Copy all lines of the listing that include the string "like".

(Beginning of RECORDS TO PROCESS)

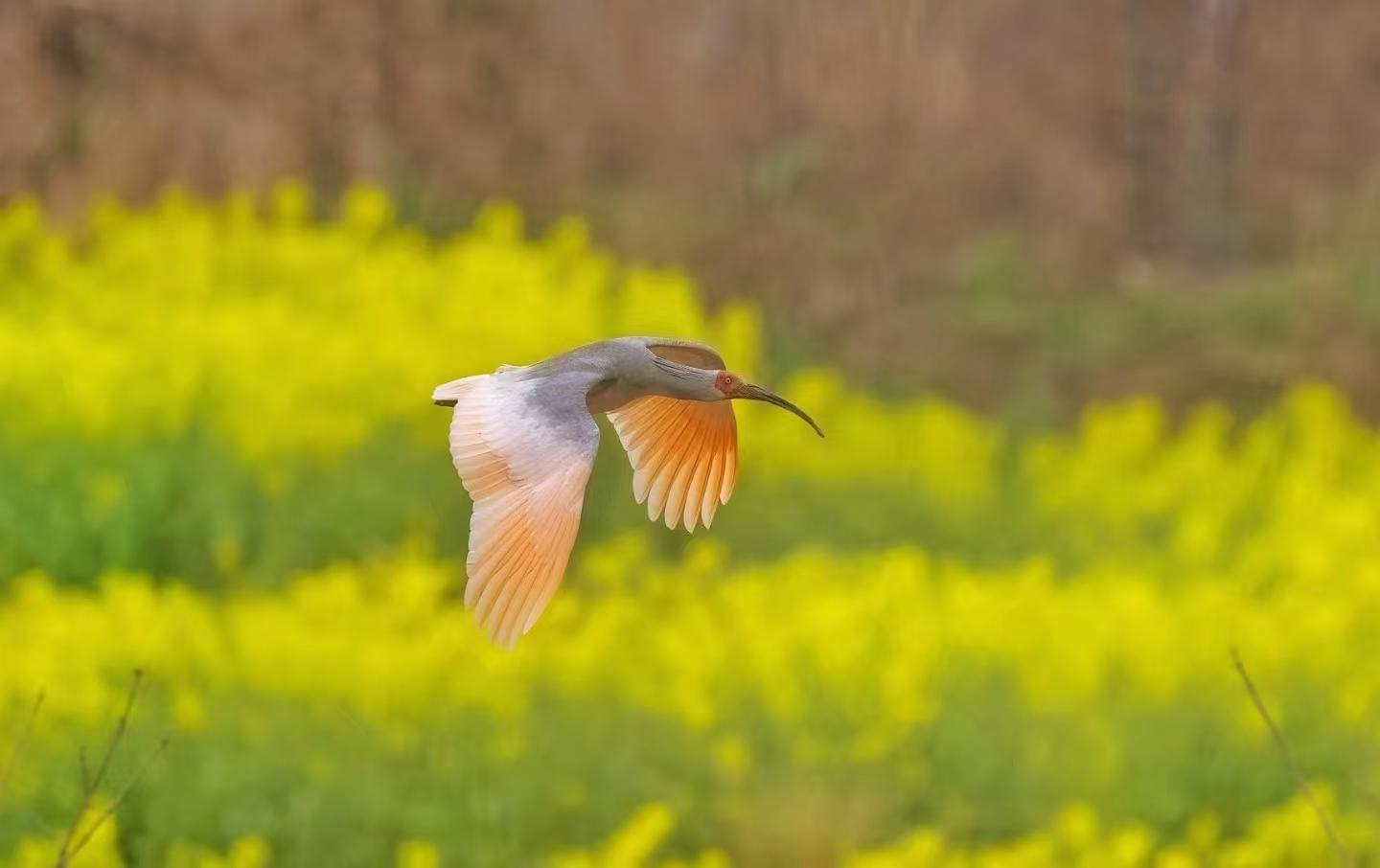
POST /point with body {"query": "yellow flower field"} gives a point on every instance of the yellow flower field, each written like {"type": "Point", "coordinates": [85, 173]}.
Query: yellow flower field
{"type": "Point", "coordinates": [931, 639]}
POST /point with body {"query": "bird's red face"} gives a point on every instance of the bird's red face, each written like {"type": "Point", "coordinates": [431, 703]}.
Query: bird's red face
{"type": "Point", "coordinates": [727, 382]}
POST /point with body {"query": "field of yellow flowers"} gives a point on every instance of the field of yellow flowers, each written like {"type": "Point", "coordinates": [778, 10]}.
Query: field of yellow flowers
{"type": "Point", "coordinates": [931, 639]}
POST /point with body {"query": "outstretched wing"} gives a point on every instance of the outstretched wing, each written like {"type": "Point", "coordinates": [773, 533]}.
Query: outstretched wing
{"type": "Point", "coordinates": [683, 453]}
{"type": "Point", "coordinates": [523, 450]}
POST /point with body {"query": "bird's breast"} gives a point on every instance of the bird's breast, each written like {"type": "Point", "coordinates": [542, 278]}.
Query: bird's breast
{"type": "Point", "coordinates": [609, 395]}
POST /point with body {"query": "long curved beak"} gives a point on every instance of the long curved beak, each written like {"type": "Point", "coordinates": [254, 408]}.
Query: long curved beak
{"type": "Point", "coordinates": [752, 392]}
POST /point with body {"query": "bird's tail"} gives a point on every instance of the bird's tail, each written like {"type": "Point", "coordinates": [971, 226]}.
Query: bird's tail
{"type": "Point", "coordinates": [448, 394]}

(End of RECORDS TO PROCESS)

__RESULT__:
POST /point with body {"query": "yellow flower field"} gives a point on every instance of the yellow flower field, each written like {"type": "Point", "coordinates": [85, 173]}.
POST /point with body {"query": "bird's red face"} gives a point on every instance of the bird's red face, each written like {"type": "Point", "coordinates": [431, 703]}.
POST /point with body {"query": "field of yellow flowers"} gives a point on every instance of the field of yellow flowers, each written like {"type": "Point", "coordinates": [778, 10]}.
POST /point with body {"query": "outstretched wing"} gives a point on every instance of the outstretched wing, each written like {"type": "Point", "coordinates": [773, 533]}.
POST /point with body {"query": "bird's breast"} gives a point on every instance of the bird's breast, each written like {"type": "Point", "coordinates": [542, 278]}.
POST /point with body {"query": "long curved beak"} gives a point on every instance of the long curved beak, each written like {"type": "Point", "coordinates": [254, 408]}.
POST /point with body {"query": "bird's tail"} gives a point on every instance of the bird's tail, each written like {"type": "Point", "coordinates": [971, 226]}.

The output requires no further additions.